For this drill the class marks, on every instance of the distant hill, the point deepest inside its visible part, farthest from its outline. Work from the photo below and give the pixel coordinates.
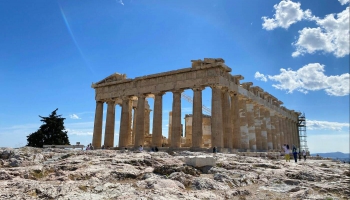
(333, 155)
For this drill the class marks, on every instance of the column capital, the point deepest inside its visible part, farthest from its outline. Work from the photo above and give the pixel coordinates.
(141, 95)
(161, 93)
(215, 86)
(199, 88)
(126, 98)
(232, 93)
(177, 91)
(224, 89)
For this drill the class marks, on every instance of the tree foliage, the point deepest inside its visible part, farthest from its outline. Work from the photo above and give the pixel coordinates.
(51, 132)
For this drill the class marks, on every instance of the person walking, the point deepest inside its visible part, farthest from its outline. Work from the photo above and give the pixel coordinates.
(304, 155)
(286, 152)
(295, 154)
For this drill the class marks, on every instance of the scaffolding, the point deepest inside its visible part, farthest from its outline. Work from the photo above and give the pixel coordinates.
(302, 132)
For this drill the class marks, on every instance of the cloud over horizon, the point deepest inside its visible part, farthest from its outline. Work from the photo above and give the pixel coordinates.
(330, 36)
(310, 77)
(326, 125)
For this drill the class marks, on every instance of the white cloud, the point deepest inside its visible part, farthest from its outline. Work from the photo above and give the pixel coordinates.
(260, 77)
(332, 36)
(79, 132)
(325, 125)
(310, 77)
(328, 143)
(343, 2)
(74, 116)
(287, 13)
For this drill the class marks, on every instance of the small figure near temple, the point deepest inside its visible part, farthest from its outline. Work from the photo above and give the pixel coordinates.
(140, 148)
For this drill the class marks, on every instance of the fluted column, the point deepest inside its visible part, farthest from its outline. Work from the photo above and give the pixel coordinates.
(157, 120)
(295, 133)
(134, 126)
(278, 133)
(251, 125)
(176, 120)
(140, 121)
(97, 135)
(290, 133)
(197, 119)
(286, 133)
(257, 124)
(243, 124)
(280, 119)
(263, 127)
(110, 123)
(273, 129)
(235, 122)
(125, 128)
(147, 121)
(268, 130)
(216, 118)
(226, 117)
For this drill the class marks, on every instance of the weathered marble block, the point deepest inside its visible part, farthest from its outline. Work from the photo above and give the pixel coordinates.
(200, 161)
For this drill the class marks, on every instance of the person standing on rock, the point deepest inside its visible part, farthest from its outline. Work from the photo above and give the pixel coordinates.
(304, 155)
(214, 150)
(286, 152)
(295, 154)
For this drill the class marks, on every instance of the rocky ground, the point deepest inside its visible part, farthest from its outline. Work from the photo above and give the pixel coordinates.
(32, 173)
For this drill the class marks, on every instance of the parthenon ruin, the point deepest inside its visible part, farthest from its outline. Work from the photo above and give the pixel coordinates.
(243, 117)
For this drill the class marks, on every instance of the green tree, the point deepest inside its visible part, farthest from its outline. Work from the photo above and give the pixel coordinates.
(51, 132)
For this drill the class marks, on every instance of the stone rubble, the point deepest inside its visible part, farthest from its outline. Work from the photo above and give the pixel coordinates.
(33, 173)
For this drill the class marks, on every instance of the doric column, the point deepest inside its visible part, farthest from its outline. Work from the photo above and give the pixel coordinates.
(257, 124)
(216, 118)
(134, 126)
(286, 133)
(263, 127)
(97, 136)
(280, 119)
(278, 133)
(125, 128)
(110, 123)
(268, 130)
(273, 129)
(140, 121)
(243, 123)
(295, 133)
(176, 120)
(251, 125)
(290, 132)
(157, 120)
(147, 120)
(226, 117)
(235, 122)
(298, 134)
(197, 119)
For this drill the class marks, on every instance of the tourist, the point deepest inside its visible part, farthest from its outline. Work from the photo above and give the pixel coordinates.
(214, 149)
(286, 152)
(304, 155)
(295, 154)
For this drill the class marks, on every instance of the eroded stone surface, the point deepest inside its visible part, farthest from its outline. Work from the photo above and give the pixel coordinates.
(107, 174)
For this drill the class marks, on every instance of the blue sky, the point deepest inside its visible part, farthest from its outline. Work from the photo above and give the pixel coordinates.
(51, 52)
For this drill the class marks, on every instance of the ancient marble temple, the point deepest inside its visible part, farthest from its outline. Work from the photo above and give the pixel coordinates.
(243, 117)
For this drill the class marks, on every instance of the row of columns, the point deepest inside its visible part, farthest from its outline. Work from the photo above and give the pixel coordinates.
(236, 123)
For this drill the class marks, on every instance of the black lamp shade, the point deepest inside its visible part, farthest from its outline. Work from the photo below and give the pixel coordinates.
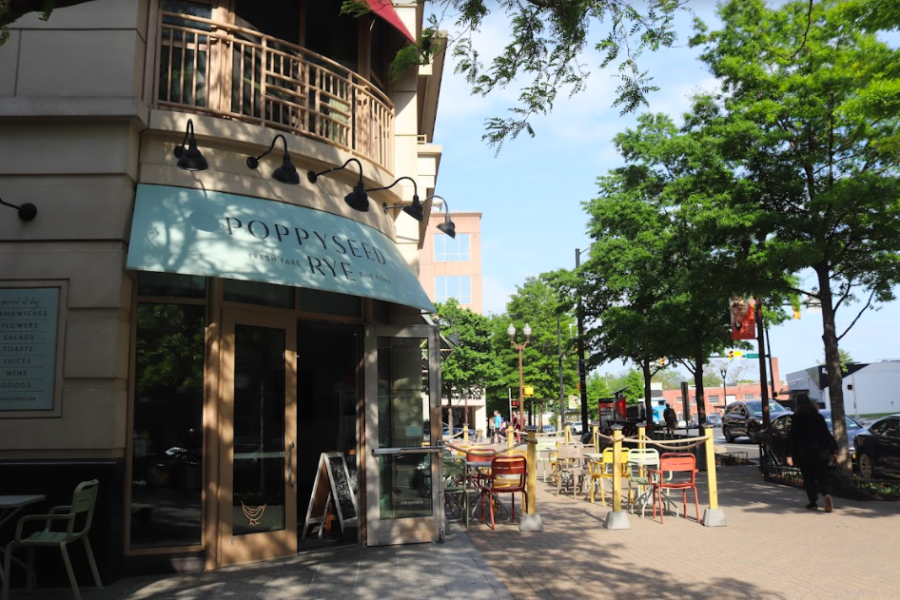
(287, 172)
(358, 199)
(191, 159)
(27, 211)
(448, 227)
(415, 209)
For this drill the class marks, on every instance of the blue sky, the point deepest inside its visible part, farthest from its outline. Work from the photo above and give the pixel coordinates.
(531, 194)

· · ·

## WHAT TO PRODUCE
The answer is the whole listing above, written out verbatim, without its pictures.

## EXPECTED OUTPUT
For this drill the class marks, on every instance of the distant hill, the point deepest inside its visible part, farthest from its outline. Work from the photo below and give the pixel coordinates.
(333, 155)
For this drill the class marks, on every instance of the column capital, the point deepest inside its visible part, farthest from its outline. Work from the photo above and give the pixel coordinates.
(141, 95)
(161, 93)
(215, 86)
(199, 88)
(126, 98)
(232, 93)
(177, 91)
(224, 89)
For this drill the class marks, on every instance of the tree foliage, the point deepest inside its visible part, farthest from its outline. Work from the photo above and give the pixel coordinates.
(51, 132)
For this drill the class marks, on every instance of the person walking, the point deepest inside its visible part, farthest from its outline. Work from the photo above and give the pixel coordinates.
(304, 155)
(286, 152)
(295, 154)
For this drill the class marks, on every instance of the scaffolding, the point deepest inside its visible part, farthest from its outline. Work from the photo above and give the pixel coordinates.
(302, 132)
For this drill the class marks, on every instance of the cloud over horizon, the point deepest inside its visible part, farthest from its outline. Work from the photo above and give the pixel coordinates.
(330, 36)
(310, 77)
(326, 125)
For this drill the class marks, on every instance of the white cloud, the point deepest inside its visible part, farthest from its outline. Work from the photo above and give the pixel coordinates.
(260, 77)
(332, 36)
(79, 132)
(325, 125)
(310, 77)
(328, 143)
(343, 2)
(74, 116)
(287, 13)
For this drill the class marks, on every instance of the small figure near temple, the point deepest inside its visible part, farthest from its outline. Work from the photo above and give the pixel coordinates.
(140, 148)
For this drill the class marks, on every instance of the fluted column, the point deepest inside its visible part, farthest from its outline. Work from the photo above and give the pixel coordinates.
(157, 120)
(295, 133)
(134, 126)
(278, 133)
(251, 125)
(176, 120)
(140, 121)
(97, 135)
(290, 133)
(197, 119)
(286, 133)
(257, 124)
(243, 124)
(280, 119)
(263, 127)
(110, 123)
(273, 129)
(235, 122)
(125, 128)
(147, 121)
(268, 130)
(216, 118)
(226, 117)
For this drill the class marks, on every instance of the weathered marble block, the point deepest inside its visible part, farthest from its outline. Work from the photo above and give the pixel coordinates.
(200, 161)
For this drill the class marks, on every instance of the person standing on rock, the point deepest inside its visible part, farthest from its outline. Work from the photo above and give the pixel coordinates.
(304, 155)
(214, 150)
(286, 152)
(295, 154)
For this drill the class marks, on every instance of the rocky ground, the point deepest inside its visible part, farthest from its outline. Work from the photo above and give the pixel coordinates.
(32, 173)
For this drill the class marks, on every instance of the parthenon ruin, the point deepest inside its visible part, farthest from its outline. Work from the photo above and give the pixel coordinates.
(243, 117)
For this drill the class marks, on every instance of the green tree, the point deepest inside its visible part, farthest from its outline. Work from the photo above and give the pixel coordinates.
(51, 132)
For this drill the class marks, on every instance of the stone rubble, the point deepest inside its visible part, farthest from its outline. Work from the photo above and give the pixel coordinates.
(33, 173)
For this drill the class marks, on every instance of the doric column, the point deepest inside its visible part, farthest from its outline. Work from the photo above and give the pixel coordinates.
(257, 124)
(216, 118)
(134, 126)
(286, 133)
(263, 127)
(97, 136)
(280, 119)
(278, 133)
(125, 128)
(110, 123)
(268, 130)
(273, 129)
(140, 121)
(243, 123)
(295, 133)
(176, 120)
(251, 125)
(290, 132)
(157, 120)
(147, 120)
(226, 117)
(235, 122)
(298, 134)
(197, 119)
For this drill the class marks, on every instance of the tourist, the point deepest inside its visible part, farthest from its outline. Work from the photo above and give the pixel coordinates.
(214, 149)
(286, 152)
(304, 155)
(295, 154)
For this drill the class marks, on every instance of the eroded stone surface, the point deepest inside its visible part, farthest from its outline. Work from the photo above and give the pixel coordinates.
(107, 174)
For this drill the class marks, on every instance of the blue sky, the point deepest inside its visible part, farthest from its outline. Work from the photo above and give the pixel coordinates.
(51, 52)
For this drill the class marks, on every instance of the ancient marble temple, the point deepest inside its visible part, farthest from its outline. Work from the photo above and give the pixel coordinates.
(243, 117)
For this drill the class marks, on every instance of the row of columns, the point deepest inside its visible part, farthest from its outline. Work from the photo above and give the pixel coordinates.
(236, 123)
For this drill the class marks, on every instance of the black lamp shade, the point deepest inside its visible part, farthest from its outline. Work from the photo below and give the pixel coordinates.
(287, 172)
(358, 199)
(191, 159)
(27, 211)
(448, 227)
(415, 209)
For this drill the class marks, on every instance of the blue sky, the point deepest inside its visible part, farthest from its outline. Work from the photo above and give the pixel coordinates.
(531, 194)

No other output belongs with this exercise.